Update the lines from the one containing "of the woman" down to the one containing "column 450, row 115" by changing "hillside" to "slope", and write out those lines again with nothing else altered.
[start of Entries provided]
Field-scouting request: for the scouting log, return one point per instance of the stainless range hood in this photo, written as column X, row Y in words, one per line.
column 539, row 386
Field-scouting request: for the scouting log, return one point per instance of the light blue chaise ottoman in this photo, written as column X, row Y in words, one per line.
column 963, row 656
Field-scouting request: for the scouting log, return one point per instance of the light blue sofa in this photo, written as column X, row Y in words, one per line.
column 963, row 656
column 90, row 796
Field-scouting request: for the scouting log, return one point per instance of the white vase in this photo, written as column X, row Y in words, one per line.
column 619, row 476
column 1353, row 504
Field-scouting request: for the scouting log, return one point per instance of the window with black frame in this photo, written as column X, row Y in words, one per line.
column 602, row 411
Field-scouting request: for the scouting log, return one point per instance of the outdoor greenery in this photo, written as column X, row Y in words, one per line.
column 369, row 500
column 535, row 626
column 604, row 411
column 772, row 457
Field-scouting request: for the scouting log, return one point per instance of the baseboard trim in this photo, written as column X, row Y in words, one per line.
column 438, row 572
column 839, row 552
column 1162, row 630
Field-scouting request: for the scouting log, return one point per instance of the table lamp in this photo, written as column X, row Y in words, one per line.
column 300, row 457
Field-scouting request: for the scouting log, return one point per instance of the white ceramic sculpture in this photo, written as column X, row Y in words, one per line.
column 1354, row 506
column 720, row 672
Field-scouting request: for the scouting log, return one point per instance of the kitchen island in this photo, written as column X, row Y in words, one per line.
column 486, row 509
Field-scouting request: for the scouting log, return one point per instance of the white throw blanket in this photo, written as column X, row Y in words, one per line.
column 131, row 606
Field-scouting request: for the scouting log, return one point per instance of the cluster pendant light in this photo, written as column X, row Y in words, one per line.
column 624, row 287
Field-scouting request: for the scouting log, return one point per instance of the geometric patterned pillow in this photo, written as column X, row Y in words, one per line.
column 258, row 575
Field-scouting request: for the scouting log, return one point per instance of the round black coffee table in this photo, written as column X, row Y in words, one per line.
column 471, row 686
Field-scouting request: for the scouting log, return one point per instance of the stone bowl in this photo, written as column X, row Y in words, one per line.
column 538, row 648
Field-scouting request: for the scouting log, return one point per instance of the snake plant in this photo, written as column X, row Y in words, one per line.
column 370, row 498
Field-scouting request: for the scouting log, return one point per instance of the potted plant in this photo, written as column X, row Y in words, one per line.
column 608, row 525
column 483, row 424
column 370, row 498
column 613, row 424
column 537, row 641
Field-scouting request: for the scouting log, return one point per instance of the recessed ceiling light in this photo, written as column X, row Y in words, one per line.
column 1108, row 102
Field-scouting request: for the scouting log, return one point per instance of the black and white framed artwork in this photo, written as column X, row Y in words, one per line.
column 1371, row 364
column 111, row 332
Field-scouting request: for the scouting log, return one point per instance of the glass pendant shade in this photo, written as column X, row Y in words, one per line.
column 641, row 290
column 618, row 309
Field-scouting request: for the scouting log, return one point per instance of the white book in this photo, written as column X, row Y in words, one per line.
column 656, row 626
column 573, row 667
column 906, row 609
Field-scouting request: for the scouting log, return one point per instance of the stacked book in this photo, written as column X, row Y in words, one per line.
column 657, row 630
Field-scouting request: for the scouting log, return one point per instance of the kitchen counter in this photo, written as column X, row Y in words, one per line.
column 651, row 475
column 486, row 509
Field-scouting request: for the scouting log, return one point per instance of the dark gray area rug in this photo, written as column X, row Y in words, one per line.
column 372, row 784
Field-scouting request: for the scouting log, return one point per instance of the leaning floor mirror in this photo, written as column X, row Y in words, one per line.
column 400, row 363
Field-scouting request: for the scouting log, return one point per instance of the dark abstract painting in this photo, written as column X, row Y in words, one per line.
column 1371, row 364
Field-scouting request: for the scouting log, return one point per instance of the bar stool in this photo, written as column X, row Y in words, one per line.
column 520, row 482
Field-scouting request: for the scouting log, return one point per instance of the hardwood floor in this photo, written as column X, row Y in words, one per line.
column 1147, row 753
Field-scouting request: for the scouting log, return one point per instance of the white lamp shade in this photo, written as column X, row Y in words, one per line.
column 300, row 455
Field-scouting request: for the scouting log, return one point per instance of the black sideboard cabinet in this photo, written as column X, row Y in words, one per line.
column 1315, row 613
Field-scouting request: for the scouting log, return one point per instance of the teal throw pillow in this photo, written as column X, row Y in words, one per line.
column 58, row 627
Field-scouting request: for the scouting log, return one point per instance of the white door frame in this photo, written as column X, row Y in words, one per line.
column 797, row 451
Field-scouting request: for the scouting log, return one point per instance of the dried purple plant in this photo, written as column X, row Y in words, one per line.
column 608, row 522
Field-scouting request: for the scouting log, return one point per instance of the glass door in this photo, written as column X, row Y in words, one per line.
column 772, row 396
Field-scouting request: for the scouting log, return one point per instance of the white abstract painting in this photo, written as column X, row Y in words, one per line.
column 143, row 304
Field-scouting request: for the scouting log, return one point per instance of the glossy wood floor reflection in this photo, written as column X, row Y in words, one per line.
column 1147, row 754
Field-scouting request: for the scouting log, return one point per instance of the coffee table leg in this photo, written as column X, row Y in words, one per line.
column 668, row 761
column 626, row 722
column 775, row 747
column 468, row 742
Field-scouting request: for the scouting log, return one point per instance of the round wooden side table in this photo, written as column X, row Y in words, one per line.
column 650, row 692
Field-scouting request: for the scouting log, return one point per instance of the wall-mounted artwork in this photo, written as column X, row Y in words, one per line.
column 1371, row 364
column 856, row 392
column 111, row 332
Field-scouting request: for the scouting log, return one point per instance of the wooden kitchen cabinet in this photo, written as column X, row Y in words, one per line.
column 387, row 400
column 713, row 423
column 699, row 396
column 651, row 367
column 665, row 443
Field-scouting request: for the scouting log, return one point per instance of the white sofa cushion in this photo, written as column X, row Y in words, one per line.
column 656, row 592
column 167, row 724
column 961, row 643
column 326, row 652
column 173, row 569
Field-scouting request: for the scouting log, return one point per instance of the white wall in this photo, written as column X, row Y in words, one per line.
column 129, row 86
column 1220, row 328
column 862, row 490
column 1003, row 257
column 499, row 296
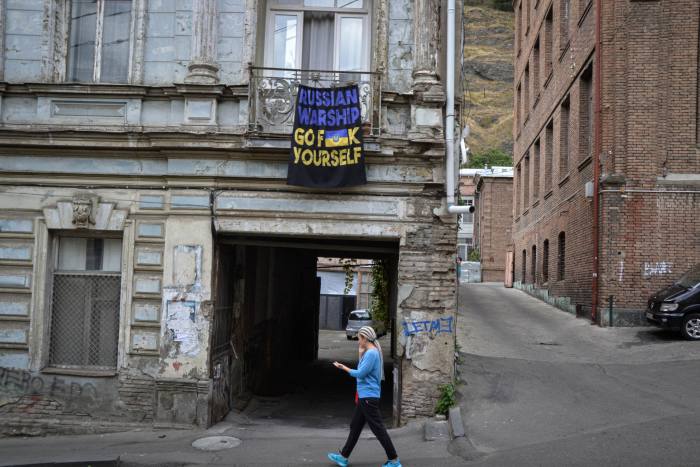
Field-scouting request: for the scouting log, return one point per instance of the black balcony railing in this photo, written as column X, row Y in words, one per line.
column 273, row 94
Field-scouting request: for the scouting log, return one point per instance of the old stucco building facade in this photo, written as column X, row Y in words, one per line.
column 146, row 228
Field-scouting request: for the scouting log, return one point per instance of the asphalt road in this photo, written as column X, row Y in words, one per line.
column 540, row 387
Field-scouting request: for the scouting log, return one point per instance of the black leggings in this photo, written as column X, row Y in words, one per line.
column 367, row 410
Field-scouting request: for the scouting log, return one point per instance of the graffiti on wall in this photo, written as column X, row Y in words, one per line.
column 657, row 269
column 17, row 383
column 434, row 326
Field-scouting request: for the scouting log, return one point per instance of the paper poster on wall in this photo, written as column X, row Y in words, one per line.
column 327, row 147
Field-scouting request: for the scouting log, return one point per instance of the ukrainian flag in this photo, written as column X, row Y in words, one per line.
column 336, row 138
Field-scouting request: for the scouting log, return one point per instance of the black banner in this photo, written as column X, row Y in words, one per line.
column 327, row 149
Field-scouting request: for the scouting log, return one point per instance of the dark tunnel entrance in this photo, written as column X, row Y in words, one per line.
column 269, row 358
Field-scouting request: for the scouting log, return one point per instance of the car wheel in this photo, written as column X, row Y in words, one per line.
column 691, row 327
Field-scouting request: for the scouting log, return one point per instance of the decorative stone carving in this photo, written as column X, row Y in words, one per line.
column 427, row 38
column 85, row 211
column 82, row 213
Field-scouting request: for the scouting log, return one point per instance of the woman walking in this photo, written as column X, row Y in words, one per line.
column 369, row 375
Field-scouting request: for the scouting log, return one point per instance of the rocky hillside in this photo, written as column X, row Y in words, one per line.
column 488, row 74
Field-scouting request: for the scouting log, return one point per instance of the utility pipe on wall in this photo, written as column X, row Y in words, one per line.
column 598, row 148
column 450, row 115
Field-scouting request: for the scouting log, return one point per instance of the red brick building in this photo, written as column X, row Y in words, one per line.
column 493, row 222
column 624, row 114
[end of Entries provided]
### [Response]
Field-scouting request: for the scouting log, return one point per instance of the woman walking in this photo, written as column X, row Y in words, one per line.
column 369, row 375
Field-scouting request: for the scouting log, return one point per instance of the rocky slope in this photo, written as column X, row Y in words, one per line.
column 488, row 74
Field-scouting request: for the scouting log, return one point per instance of the utility pipe on wall in this photo, written as column X, row Y in words, one per line.
column 598, row 148
column 450, row 115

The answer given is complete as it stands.